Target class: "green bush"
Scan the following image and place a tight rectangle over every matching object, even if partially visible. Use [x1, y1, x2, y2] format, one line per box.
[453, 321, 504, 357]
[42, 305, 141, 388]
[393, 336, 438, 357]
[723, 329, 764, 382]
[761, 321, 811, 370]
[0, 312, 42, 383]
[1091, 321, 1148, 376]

- Goal -
Format the data above as a numbered list, with one line per item and no blank lines.

- Full solution -
1. Target class: "green bush"
2. Scan the following image and place a tight rectangle over every matching object, even if partially visible. Use [x1, y1, x2, y2] format, one line per box.
3. [453, 321, 504, 357]
4. [42, 305, 141, 388]
5. [393, 336, 438, 357]
6. [723, 329, 764, 382]
7. [761, 321, 811, 370]
8. [0, 312, 42, 383]
9. [1091, 321, 1148, 376]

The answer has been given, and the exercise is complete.